WRITTEN TASK |
Put the lines below into a Markdown table with two columns, Row and Line. Number each line in the Row column and omit any blank lines.

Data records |
──────
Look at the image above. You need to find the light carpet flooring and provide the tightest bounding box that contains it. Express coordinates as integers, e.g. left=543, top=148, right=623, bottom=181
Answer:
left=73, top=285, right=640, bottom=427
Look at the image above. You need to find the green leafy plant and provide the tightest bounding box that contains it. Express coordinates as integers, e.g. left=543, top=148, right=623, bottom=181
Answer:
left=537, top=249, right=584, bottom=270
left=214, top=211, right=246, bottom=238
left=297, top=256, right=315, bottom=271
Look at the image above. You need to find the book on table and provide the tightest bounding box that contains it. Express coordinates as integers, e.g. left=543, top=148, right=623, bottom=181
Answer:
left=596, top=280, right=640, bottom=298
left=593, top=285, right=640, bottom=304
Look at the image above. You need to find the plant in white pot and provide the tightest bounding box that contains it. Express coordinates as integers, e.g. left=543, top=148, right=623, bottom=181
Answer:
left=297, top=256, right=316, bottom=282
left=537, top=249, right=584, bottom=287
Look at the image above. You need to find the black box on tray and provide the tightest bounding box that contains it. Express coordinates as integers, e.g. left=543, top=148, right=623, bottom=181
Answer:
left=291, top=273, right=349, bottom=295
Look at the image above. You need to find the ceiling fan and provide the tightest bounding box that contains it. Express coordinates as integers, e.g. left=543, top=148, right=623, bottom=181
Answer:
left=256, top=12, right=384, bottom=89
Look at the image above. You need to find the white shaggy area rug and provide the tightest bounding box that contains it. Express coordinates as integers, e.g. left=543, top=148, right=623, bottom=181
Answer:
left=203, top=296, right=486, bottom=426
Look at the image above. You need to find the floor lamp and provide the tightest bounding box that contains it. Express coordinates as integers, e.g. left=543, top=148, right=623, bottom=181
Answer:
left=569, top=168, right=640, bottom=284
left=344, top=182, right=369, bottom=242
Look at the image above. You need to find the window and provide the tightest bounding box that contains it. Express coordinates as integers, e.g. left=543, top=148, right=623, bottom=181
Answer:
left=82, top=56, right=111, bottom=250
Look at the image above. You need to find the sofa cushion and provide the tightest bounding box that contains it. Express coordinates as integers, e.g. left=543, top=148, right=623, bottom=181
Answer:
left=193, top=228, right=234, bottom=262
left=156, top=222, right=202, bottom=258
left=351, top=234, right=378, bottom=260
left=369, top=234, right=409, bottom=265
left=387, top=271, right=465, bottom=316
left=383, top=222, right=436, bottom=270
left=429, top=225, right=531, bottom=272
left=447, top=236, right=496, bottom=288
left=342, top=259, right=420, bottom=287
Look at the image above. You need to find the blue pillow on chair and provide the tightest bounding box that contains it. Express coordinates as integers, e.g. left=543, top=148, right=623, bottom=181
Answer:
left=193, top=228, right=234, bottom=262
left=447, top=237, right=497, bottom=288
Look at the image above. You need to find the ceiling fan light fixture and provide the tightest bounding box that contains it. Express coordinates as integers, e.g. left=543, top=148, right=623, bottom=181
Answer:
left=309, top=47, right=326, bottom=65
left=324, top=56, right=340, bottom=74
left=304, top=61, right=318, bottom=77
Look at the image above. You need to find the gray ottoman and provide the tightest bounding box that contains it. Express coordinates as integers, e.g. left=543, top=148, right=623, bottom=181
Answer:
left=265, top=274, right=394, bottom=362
──────
OUTPUT BELOW |
| Row | Line |
|---|---|
| 1 | Look at the image above. You need to find the light carpet flooring and provide the tightest bounding box that contains it. Express coordinates as integers, e.g. left=543, top=148, right=623, bottom=181 |
| 2 | Answer: |
| 3 | left=73, top=285, right=640, bottom=427 |
| 4 | Look at the image above. You need to find the green leafy plant and provide the tightest bounding box that contains it. Express coordinates as integers, e.g. left=543, top=148, right=623, bottom=181 |
| 5 | Answer: |
| 6 | left=537, top=249, right=584, bottom=270 |
| 7 | left=214, top=211, right=246, bottom=238 |
| 8 | left=297, top=256, right=315, bottom=271 |
| 9 | Look at the image above. You need to find the book on table and provide the tightest bounding box that contains it. Express coordinates as integers, e.g. left=543, top=148, right=623, bottom=181 |
| 10 | Answer: |
| 11 | left=596, top=280, right=640, bottom=298 |
| 12 | left=593, top=285, right=640, bottom=304 |
| 13 | Look at the image above. You need to find the plant in white pot and provide the tightest bounding box that contains it. Express coordinates as integers, e.g. left=543, top=148, right=623, bottom=181 |
| 14 | Answer: |
| 15 | left=297, top=256, right=316, bottom=282 |
| 16 | left=537, top=249, right=584, bottom=287 |
| 17 | Look at the image above. You need to find the black box on tray and provide the tightest bounding box that contains it. Express coordinates as integers, e.g. left=543, top=148, right=623, bottom=181 |
| 18 | Answer: |
| 19 | left=291, top=273, right=349, bottom=295 |
| 20 | Look at the image above. You need to find the ceiling fan and provide the tightest bounding box that contains it. Express coordinates as integers, e.g. left=543, top=148, right=623, bottom=181 |
| 21 | Answer: |
| 22 | left=256, top=12, right=384, bottom=89 |
| 23 | Look at the image above. You need to find the white shaggy area rug and provide the tightest bounding box that contains it. Express coordinates as integers, e.g. left=543, top=148, right=623, bottom=181 |
| 24 | Answer: |
| 25 | left=203, top=296, right=486, bottom=426 |
| 26 | Look at the image above. You need to find the floor lamp and provide the tightest bounding box that contains it. Express coordinates as integers, e.g. left=543, top=148, right=623, bottom=181 |
| 27 | Answer: |
| 28 | left=569, top=168, right=640, bottom=284 |
| 29 | left=344, top=182, right=369, bottom=242 |
| 30 | Look at the image above. You need to find the window and provide the tightest bounding box that contains it. Express coordinates as integers, e.g. left=543, top=148, right=623, bottom=181 |
| 31 | Answer: |
| 32 | left=82, top=56, right=111, bottom=250 |
| 33 | Look at the image above. You need to find the sofa cushion and provide the tightest bounding box that contains it. Express coordinates as integers, e.g. left=543, top=148, right=623, bottom=181 |
| 34 | Answer: |
| 35 | left=193, top=228, right=234, bottom=262 |
| 36 | left=156, top=222, right=202, bottom=258 |
| 37 | left=351, top=234, right=378, bottom=260 |
| 38 | left=369, top=234, right=409, bottom=265 |
| 39 | left=387, top=271, right=465, bottom=316 |
| 40 | left=383, top=222, right=436, bottom=270 |
| 41 | left=429, top=225, right=531, bottom=272 |
| 42 | left=447, top=236, right=496, bottom=288 |
| 43 | left=342, top=259, right=420, bottom=287 |
| 44 | Look at the image above. You need to find the blue pillow on chair and provide the tightest bounding box that contains it. Express coordinates as integers, e.g. left=543, top=148, right=623, bottom=181 |
| 45 | Answer: |
| 46 | left=193, top=228, right=234, bottom=262 |
| 47 | left=447, top=237, right=497, bottom=288 |
| 48 | Look at the image above. You need to find the ceiling fan light fixture and provide the tightest bounding box that contains it. Express coordinates as integers, e.g. left=543, top=148, right=623, bottom=181 |
| 49 | Answer: |
| 50 | left=309, top=47, right=326, bottom=65 |
| 51 | left=324, top=56, right=340, bottom=74 |
| 52 | left=304, top=61, right=318, bottom=77 |
| 53 | Look at the image above. You need to find the gray ottoman and provide the tightest bounding box that contains it. Express coordinates as integers, e.g. left=543, top=148, right=623, bottom=181 |
| 54 | Answer: |
| 55 | left=265, top=274, right=394, bottom=362 |